_Task to carry out_
Please repeat, without alteration, the line containing "positive clicks: (940, 575)" and every line that follows it to the end of the entries below, and only those lines.

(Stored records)
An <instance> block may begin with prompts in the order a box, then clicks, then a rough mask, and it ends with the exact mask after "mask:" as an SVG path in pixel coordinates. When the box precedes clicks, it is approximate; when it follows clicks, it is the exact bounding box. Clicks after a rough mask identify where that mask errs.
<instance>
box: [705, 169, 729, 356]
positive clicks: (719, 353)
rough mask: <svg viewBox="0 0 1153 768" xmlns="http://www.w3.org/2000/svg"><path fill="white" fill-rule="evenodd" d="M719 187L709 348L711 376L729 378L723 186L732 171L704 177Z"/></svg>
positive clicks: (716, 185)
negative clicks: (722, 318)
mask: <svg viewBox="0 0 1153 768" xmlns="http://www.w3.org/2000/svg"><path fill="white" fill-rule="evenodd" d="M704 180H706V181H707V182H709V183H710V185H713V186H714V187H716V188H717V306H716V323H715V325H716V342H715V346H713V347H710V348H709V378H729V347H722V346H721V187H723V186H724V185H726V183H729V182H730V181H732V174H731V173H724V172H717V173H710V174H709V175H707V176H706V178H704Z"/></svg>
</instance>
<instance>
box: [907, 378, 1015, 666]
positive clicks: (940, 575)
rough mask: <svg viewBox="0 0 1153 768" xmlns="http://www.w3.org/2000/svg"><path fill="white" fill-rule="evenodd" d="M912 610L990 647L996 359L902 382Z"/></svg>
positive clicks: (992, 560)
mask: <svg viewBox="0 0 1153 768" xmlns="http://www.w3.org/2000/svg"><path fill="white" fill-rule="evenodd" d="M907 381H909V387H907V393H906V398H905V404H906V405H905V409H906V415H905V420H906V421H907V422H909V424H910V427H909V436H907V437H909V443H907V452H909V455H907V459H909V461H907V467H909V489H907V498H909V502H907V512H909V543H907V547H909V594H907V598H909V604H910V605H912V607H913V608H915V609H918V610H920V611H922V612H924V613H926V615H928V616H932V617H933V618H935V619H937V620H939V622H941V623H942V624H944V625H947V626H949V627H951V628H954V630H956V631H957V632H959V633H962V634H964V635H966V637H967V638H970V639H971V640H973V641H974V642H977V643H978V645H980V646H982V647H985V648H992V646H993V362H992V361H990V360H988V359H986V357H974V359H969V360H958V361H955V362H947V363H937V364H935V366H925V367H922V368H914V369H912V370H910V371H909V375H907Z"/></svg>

_Answer box_
positive clicks: (940, 575)
rough mask: <svg viewBox="0 0 1153 768" xmlns="http://www.w3.org/2000/svg"><path fill="white" fill-rule="evenodd" d="M912 610L990 647L996 359L902 382Z"/></svg>
positive clicks: (992, 560)
mask: <svg viewBox="0 0 1153 768" xmlns="http://www.w3.org/2000/svg"><path fill="white" fill-rule="evenodd" d="M907 381H909V387H907V393H906V398H905V404H906V405H905V409H906V415H905V420H906V421H907V422H909V424H910V427H909V436H907V437H909V443H907V452H909V455H907V459H909V461H907V467H909V489H907V498H909V502H907V512H909V543H907V547H909V594H907V598H909V604H910V605H912V607H913V608H915V609H918V610H920V611H922V612H924V613H926V615H928V616H932V617H933V618H935V619H937V620H939V622H941V623H942V624H944V625H947V626H949V627H951V628H954V630H956V631H957V632H959V633H962V634H964V635H966V637H967V638H970V639H971V640H973V641H974V642H977V643H978V645H980V646H982V647H985V648H992V646H993V362H992V361H990V360H988V359H986V357H974V359H969V360H958V361H955V362H947V363H937V364H935V366H925V367H922V368H914V369H912V370H910V371H909V375H907Z"/></svg>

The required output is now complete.